## Task prompt
Once the line with "plate and record the pixel coordinates." is found, return it along with every line after it, exactly, through the end of the material.

## Material provided
--- START ---

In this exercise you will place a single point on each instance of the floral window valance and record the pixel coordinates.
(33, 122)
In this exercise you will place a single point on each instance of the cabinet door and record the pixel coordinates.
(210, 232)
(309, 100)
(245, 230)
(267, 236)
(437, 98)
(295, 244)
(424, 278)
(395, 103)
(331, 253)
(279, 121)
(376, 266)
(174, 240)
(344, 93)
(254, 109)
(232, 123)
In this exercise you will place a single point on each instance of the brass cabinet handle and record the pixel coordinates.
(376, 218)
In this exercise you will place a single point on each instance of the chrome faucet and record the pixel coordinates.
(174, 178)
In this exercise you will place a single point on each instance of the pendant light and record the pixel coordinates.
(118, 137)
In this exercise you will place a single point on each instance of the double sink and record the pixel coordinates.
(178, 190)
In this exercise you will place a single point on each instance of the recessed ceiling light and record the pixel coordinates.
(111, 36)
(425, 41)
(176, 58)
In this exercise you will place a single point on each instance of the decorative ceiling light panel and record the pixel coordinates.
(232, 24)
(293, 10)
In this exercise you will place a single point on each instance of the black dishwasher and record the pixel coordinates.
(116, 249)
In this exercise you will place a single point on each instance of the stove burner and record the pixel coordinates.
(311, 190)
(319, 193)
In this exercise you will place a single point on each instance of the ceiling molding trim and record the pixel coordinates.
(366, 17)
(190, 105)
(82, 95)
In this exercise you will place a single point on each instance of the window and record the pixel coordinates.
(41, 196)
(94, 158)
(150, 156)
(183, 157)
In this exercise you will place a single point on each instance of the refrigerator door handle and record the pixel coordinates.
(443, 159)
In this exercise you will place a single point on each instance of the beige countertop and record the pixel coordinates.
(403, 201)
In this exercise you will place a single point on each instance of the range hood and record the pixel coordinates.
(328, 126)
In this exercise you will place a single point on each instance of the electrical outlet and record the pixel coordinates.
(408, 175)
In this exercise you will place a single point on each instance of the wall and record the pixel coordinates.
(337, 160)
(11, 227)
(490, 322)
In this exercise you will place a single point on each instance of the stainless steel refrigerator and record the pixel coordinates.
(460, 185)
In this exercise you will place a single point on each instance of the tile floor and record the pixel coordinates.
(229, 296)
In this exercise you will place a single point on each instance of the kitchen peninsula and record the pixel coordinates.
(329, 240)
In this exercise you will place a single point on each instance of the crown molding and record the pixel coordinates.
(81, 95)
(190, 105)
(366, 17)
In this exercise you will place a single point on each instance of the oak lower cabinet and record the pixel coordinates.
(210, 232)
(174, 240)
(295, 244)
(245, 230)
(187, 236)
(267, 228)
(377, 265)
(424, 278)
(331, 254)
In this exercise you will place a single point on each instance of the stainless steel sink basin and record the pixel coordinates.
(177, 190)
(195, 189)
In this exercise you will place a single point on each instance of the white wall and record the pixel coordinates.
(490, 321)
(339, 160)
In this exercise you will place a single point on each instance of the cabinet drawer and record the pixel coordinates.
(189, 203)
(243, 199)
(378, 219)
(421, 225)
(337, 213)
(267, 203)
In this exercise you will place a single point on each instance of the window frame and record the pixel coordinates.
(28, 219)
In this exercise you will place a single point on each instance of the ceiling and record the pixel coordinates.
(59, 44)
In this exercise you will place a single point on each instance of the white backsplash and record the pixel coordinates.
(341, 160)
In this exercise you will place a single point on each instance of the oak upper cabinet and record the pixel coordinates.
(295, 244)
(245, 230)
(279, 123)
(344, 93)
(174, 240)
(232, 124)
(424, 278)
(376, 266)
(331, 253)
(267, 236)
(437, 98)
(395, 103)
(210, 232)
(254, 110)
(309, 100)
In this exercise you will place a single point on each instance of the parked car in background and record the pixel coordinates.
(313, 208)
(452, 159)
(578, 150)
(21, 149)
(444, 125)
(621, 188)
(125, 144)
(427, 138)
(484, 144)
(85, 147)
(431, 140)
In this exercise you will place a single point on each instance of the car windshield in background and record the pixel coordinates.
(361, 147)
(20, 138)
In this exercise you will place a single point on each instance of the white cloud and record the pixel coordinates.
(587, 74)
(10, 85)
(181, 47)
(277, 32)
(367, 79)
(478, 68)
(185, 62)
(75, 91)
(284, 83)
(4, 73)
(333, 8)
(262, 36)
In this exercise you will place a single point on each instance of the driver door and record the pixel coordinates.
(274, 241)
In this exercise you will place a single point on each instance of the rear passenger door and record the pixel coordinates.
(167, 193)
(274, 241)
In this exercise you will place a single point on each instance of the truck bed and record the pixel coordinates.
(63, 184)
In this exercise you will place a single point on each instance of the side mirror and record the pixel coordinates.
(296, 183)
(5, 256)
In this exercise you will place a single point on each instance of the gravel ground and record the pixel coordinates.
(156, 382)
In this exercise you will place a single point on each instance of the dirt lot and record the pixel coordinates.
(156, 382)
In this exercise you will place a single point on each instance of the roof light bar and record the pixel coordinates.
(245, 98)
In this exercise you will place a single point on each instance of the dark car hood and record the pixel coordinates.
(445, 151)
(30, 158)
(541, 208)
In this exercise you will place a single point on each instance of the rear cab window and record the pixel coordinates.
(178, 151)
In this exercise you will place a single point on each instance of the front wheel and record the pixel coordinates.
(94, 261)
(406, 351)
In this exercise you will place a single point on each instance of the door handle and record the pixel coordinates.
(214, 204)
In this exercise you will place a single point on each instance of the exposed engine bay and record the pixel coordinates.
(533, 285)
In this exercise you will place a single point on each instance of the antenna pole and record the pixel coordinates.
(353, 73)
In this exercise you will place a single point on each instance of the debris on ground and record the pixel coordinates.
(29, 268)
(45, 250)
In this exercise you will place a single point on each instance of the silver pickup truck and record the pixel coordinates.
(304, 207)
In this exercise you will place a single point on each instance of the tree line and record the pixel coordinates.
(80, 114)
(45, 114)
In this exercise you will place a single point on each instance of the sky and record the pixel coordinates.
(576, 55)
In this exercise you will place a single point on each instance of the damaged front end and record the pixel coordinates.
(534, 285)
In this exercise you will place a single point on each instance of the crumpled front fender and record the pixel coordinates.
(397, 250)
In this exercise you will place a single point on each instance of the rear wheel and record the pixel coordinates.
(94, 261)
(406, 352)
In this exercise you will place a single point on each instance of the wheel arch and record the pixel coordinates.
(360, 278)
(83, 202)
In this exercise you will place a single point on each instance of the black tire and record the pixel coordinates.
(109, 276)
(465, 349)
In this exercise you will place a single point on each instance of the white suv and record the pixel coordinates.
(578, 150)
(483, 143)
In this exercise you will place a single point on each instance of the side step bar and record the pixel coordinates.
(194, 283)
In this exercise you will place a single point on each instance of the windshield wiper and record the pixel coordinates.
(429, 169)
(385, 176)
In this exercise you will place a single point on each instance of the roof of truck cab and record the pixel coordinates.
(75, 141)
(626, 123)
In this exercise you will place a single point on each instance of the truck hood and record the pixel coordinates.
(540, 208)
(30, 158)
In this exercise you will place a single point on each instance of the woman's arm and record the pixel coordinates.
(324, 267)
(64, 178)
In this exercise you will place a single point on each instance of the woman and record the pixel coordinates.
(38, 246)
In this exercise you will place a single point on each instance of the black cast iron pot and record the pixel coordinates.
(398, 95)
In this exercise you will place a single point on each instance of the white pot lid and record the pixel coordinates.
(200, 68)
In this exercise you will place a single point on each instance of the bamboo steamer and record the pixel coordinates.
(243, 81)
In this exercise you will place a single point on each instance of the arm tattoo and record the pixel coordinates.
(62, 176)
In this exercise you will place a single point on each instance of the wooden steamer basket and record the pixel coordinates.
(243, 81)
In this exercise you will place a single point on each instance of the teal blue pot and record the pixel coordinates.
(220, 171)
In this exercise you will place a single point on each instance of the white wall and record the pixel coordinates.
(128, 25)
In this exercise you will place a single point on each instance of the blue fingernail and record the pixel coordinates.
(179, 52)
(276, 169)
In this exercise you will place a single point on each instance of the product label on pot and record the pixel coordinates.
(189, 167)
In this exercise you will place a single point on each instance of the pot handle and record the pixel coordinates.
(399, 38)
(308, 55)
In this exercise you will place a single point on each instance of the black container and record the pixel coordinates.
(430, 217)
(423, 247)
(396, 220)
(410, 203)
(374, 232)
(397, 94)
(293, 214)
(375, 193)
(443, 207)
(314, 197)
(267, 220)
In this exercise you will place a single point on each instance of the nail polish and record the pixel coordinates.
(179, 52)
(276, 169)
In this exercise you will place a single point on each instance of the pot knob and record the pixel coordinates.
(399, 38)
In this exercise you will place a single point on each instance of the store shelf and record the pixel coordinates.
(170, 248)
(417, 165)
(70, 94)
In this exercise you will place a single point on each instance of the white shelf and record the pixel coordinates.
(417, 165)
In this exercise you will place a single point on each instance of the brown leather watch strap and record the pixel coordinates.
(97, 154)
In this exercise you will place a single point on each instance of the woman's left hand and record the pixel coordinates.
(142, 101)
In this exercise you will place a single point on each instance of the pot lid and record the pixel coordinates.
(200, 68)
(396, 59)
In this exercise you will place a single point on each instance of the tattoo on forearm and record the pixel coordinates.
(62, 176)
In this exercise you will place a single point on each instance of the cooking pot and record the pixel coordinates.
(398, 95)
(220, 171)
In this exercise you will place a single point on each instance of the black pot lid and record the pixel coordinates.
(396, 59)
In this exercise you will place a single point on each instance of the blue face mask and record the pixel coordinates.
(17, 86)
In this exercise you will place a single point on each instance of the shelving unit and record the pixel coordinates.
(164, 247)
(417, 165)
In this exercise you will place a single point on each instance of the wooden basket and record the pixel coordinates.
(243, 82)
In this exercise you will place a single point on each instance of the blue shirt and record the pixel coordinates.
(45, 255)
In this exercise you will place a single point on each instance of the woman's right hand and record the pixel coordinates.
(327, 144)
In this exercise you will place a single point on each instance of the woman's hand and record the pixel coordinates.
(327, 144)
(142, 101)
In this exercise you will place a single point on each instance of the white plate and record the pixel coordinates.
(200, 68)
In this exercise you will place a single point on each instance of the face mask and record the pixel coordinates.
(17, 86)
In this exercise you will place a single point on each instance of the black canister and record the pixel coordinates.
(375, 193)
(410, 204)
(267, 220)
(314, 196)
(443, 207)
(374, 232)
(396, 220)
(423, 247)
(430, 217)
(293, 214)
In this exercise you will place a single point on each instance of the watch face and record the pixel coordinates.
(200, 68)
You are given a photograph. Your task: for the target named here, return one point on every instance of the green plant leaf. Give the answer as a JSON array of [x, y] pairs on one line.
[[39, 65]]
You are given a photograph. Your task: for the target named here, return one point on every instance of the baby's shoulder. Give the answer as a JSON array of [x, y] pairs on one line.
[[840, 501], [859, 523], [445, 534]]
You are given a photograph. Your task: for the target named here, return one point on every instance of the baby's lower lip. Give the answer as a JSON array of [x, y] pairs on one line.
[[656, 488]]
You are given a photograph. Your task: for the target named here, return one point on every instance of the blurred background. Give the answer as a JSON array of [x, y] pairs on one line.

--- END ---

## Response
In this exercise you will place a single point on each instance of the white plate and record the pixel coordinates.
(200, 68)
In this exercise you will place a single point on each instance of the face mask and record the pixel coordinates.
(17, 86)
In this exercise you will place a single point on each instance of the black canister and record the pixel coordinates.
(375, 193)
(410, 204)
(267, 220)
(314, 196)
(443, 207)
(374, 232)
(396, 220)
(423, 247)
(430, 217)
(293, 214)
In this exercise you will place a single point on each instance of the watch face and record the pixel coordinates.
(200, 68)
You are given a photograph. Your task: for the target named here, return one point on every instance of the green plant leaf. Give the answer as a JSON array of [x, y] pairs on one line.
[[39, 65]]
You are given a photograph. Your task: for the target named here, return one point on every instance of the baby's shoulder. Give the answer as a JSON array of [x, y] pairs on one line.
[[840, 501], [859, 523], [445, 534]]
You are given a photograph. Your task: for the target named here, return one point on every instance of the baby's lower lip. Give the answer as a JSON array of [x, y] pairs on one line.
[[656, 488]]
You are given a photograph. Your task: for the target named here, return one point on every instance of the blurred background. Give the answer as a JSON array of [x, y] pairs on one line.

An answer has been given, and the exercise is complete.